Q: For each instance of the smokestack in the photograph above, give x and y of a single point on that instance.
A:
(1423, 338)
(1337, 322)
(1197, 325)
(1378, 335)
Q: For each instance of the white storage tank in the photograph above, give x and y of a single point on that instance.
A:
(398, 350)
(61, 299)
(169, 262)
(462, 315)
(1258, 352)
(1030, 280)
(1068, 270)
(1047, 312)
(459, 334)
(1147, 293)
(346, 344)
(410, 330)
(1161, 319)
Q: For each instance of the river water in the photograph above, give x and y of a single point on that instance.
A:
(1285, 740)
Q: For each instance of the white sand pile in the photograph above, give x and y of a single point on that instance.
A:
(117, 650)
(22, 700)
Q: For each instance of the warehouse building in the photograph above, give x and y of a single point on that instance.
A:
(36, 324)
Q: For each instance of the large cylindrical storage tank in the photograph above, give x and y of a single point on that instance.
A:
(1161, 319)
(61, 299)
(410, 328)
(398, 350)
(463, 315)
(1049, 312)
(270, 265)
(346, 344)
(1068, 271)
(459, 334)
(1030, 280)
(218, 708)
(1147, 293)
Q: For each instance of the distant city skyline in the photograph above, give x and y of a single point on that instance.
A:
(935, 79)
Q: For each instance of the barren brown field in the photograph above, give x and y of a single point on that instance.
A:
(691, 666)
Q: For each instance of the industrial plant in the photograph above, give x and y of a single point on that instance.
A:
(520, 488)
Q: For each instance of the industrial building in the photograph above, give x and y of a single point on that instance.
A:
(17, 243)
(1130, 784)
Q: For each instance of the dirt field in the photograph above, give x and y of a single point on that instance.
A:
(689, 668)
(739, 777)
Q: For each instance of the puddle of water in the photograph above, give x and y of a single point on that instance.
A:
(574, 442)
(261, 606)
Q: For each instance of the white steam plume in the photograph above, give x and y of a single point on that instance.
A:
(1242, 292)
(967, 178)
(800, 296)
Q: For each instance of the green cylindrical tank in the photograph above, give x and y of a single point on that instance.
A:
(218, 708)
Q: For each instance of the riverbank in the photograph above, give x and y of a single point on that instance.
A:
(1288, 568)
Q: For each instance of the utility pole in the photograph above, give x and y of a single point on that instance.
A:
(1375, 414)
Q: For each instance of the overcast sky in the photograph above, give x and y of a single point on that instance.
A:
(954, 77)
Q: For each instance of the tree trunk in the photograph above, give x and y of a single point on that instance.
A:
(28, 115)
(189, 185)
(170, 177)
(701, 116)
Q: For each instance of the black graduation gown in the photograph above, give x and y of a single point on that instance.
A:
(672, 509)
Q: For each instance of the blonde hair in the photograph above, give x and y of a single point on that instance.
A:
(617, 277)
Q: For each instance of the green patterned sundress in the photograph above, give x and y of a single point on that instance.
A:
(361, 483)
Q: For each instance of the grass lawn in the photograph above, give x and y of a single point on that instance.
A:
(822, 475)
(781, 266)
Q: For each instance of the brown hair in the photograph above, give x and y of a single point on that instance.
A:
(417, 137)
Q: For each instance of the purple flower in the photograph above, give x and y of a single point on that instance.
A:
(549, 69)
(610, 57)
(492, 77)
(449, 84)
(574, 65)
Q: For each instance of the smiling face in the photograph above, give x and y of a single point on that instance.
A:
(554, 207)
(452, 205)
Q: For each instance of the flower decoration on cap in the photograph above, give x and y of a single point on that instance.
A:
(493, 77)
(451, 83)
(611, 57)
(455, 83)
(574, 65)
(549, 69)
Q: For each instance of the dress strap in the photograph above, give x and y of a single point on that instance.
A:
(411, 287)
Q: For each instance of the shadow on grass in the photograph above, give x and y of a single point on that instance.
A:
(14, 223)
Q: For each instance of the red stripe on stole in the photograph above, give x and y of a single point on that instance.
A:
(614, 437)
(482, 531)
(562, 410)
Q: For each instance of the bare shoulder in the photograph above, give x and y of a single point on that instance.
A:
++++
→ PROBLEM TO WORK ON:
Copy every entry above word for word.

→ EXERCISE ANSWER:
Q: For each instance of the smokestack in the photograph above, give x and y of a single point on that instance.
A:
(1423, 338)
(1337, 322)
(1197, 325)
(1378, 335)
Q: For each instance of the white storage tank in the photograph above, give x and y of a single point on that instance.
A:
(398, 350)
(61, 299)
(169, 262)
(462, 315)
(1258, 352)
(1030, 280)
(1068, 270)
(1047, 312)
(459, 334)
(1147, 293)
(346, 344)
(410, 330)
(1161, 319)
Q: For each instance of the river water in the photograph above, give x and y of a single point on that instance.
A:
(1285, 740)
Q: For each instance of the white sand pile in the photograph above, give x and y of a single point on that instance.
A:
(117, 650)
(22, 700)
Q: For each instance of the warehouse building in the photograph above, give x and y of a single point on that instance.
A:
(36, 324)
Q: For each instance of the large cylindrical storage tank in the photograph above, give x and y of a single point on that instance.
A:
(1161, 319)
(61, 299)
(410, 328)
(398, 350)
(463, 315)
(1049, 312)
(270, 265)
(346, 344)
(1068, 271)
(459, 334)
(1030, 280)
(218, 708)
(1147, 293)
Q: For each instance of the distant city skyline in the photograph above, give x and y of a single point on that instance.
A:
(935, 79)
Q: For each instance of the barren brown field in the photograph above, give x and y of a single point on that instance.
A:
(691, 666)
Q: For each instance of the industrial plant in the photograph above, give x and y of a single point on that instance.
A:
(520, 488)
Q: For each instance of the industrial building in the photograph above, give x and y of a single point on that instance.
A:
(17, 243)
(1130, 784)
Q: For each instance of the dirt field in the photograph above, give x and y of a single point on that instance.
A:
(689, 668)
(739, 777)
Q: For each instance of the puddle of water in the photograph above, give x and y of a single point on that instance.
A:
(574, 442)
(261, 606)
Q: For each instance of the white steam plume in the photograph above, give x and y of a single point on that instance.
A:
(1242, 292)
(967, 178)
(800, 296)
Q: For each instance of the green cylindrical tank in the photograph above, give x and y of a single point on that instance.
A:
(218, 708)
Q: For each instance of the riverbank in the photograph above, give x and y of a single point on that instance.
A:
(1288, 568)
Q: For each instance of the utility pole in the photograph above, give x and y of a single point on that instance.
A:
(1375, 414)
Q: For each instance of the overcast sky in the photograph above, give x and y of a single point on that instance.
A:
(954, 77)
Q: For each instance of the tree trunk in the photograph above, give x and y of a single point on that instance.
A:
(28, 115)
(189, 185)
(170, 177)
(701, 116)
Q: For each instance of the black graduation gown in the photograph above, give x and y of a single point on that instance.
A:
(672, 509)
Q: For each instance of the blonde hair in the photograph above, give x and y of a single point on that instance.
A:
(617, 277)
Q: For each instance of the green patterned sundress in the photograph above, give x and y of a single point on that instance.
A:
(361, 483)
Q: For each instance of the grass lawn in the photograph above, give x and y of a single point on that instance.
A:
(822, 475)
(781, 266)
Q: For each instance of the brown hair in the photograph above, give x and y of a single point on that instance.
A:
(417, 137)
Q: For each instance of the purple flower in the photograph above, give x and y of a single point on that instance.
A:
(549, 69)
(610, 57)
(492, 77)
(449, 84)
(574, 65)
Q: For each instance of the smiling face in the photograph above, give x and y of a single point on that instance.
A:
(554, 207)
(452, 205)
Q: For each instance of the flower decoration on cap in the photograph above, give x and y of a single point on that instance.
A:
(493, 77)
(451, 83)
(611, 57)
(455, 83)
(574, 65)
(549, 69)
Q: For each instance of the dress strap in the photograph above, give x and y of a single point on that instance.
A:
(411, 287)
Q: For each instance of the shadow on grass in the photograph above, give x and y of a single point on that instance.
A:
(14, 223)
Q: For each instance of the red stripe on stole in the photograph above, give x and y of a single point on that instance.
A:
(614, 437)
(482, 531)
(562, 410)
Q: For each instance of the bare shoulder in the photograph above, give x and y of a single point on that instance.
A:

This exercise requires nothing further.